(Data entries)
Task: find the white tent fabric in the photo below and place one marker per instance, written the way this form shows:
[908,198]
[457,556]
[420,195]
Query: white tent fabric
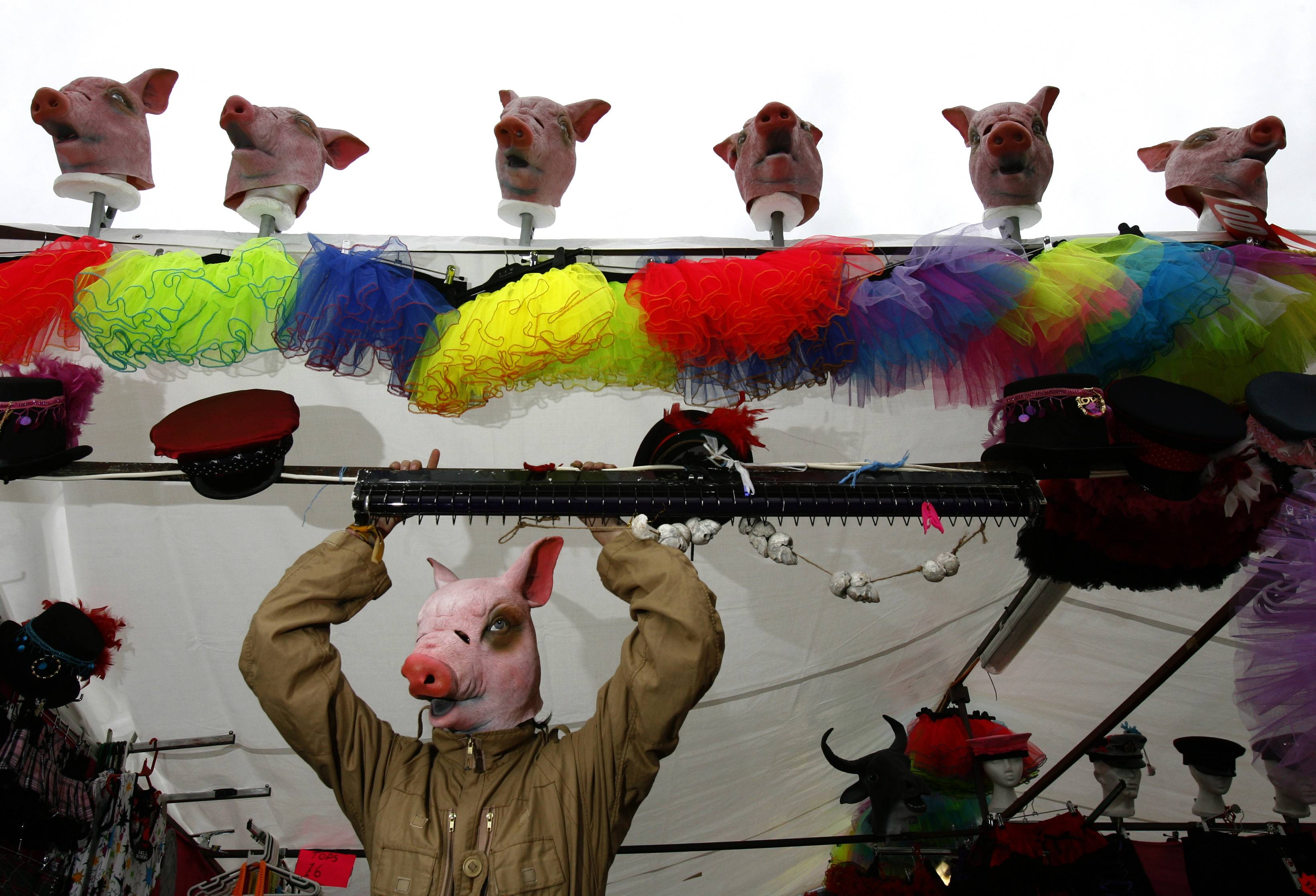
[187,573]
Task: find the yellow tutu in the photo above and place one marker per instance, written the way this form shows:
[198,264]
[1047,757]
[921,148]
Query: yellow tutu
[502,338]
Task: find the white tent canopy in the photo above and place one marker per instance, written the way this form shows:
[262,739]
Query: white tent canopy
[187,573]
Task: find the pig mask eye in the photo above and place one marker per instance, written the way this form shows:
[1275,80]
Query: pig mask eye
[120,99]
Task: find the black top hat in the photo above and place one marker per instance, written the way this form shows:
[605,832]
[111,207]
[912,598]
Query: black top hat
[1176,429]
[33,428]
[1119,751]
[682,437]
[46,657]
[1211,756]
[231,445]
[1056,427]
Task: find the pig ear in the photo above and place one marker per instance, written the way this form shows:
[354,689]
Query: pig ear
[1155,157]
[585,115]
[1044,102]
[154,86]
[960,116]
[343,148]
[443,576]
[727,151]
[532,576]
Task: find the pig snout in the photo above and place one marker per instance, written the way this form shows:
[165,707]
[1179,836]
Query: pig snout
[1009,139]
[428,677]
[1268,132]
[513,133]
[49,107]
[774,116]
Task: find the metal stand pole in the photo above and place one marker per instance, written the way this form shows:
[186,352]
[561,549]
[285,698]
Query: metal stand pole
[1169,668]
[101,215]
[960,697]
[1010,230]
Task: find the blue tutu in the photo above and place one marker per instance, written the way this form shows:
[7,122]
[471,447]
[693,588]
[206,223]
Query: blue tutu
[809,362]
[1180,283]
[358,307]
[919,323]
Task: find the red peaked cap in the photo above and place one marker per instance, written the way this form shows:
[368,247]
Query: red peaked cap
[736,424]
[227,423]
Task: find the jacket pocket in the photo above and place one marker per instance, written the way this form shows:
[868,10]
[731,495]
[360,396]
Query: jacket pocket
[402,873]
[529,868]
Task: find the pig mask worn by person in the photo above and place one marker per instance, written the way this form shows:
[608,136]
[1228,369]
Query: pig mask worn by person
[99,129]
[477,661]
[279,157]
[1010,158]
[536,153]
[1227,162]
[778,167]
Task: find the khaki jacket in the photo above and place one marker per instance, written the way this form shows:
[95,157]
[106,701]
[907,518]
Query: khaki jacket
[523,811]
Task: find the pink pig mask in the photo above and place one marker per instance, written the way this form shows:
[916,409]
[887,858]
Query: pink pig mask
[775,153]
[536,145]
[1010,158]
[1228,162]
[275,147]
[99,124]
[477,661]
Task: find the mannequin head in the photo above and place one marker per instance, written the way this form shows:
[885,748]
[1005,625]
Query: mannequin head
[1211,762]
[1294,779]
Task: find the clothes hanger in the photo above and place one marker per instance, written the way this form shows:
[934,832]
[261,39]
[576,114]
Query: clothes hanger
[513,273]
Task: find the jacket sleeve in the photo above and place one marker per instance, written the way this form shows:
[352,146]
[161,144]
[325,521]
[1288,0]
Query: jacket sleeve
[297,674]
[668,664]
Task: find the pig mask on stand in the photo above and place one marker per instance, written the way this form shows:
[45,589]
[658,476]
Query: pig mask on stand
[1228,162]
[279,156]
[1010,158]
[99,127]
[536,153]
[778,167]
[476,660]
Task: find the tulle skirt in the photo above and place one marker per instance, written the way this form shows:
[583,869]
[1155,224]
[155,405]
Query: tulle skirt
[624,357]
[1269,326]
[37,296]
[502,338]
[358,307]
[141,308]
[726,311]
[1276,669]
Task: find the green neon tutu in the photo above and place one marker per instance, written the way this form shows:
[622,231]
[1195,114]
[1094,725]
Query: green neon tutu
[141,308]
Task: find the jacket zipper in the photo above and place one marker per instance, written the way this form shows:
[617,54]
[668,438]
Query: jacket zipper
[448,887]
[483,842]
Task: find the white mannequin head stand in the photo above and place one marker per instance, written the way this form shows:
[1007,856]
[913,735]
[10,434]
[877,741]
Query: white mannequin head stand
[1211,762]
[1119,758]
[1001,757]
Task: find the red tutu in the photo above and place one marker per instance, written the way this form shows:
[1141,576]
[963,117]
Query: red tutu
[939,747]
[729,310]
[37,296]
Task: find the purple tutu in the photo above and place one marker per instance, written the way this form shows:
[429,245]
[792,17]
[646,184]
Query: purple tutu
[1276,670]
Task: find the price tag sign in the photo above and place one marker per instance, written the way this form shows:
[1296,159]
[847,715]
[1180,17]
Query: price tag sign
[325,869]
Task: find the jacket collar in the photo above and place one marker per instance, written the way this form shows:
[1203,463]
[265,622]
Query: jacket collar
[485,749]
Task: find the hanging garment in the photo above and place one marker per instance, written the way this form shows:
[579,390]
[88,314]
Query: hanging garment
[132,826]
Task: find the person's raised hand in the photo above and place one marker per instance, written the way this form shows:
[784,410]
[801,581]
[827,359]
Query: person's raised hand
[386,524]
[603,530]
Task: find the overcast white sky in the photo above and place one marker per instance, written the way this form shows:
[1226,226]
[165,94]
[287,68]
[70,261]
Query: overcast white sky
[419,82]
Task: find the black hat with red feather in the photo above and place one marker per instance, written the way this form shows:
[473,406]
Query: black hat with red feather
[48,657]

= Set task =
Convert the listing above into a numbered list, beginning with the line that contains "Task: find the jacket collar" and continuing through the last line of the listing, and omit any blank lines.

= Finished answer =
1. Task: find the jacket collar in the photo above and place one marker per instance, written the way this form shows:
2. [1203,463]
3. [265,622]
4. Query: jacket collar
5. [485,749]
6. Task: find the hanging garment in the photo above and place one marker per instance, written the way this form shows:
7. [579,390]
8. [88,314]
9. Query: hanging garment
10. [132,826]
11. Task: find the person's raised hand in the photo above and place one marker per instance, written the way this form shows:
12. [784,410]
13. [801,581]
14. [827,359]
15. Query: person's raised hand
16. [386,524]
17. [603,530]
18. Task: find the overcast white sky in the photo above and place one marker per instance, written the way this form shows:
19. [1226,226]
20. [165,94]
21. [287,68]
22. [70,261]
23. Query: overcast white sky
24. [419,82]
25. Task: find the black hat with red feather in the photo above and place one marker per instance, written the way this form shows:
26. [473,406]
27. Query: black hat with red feather
28. [48,657]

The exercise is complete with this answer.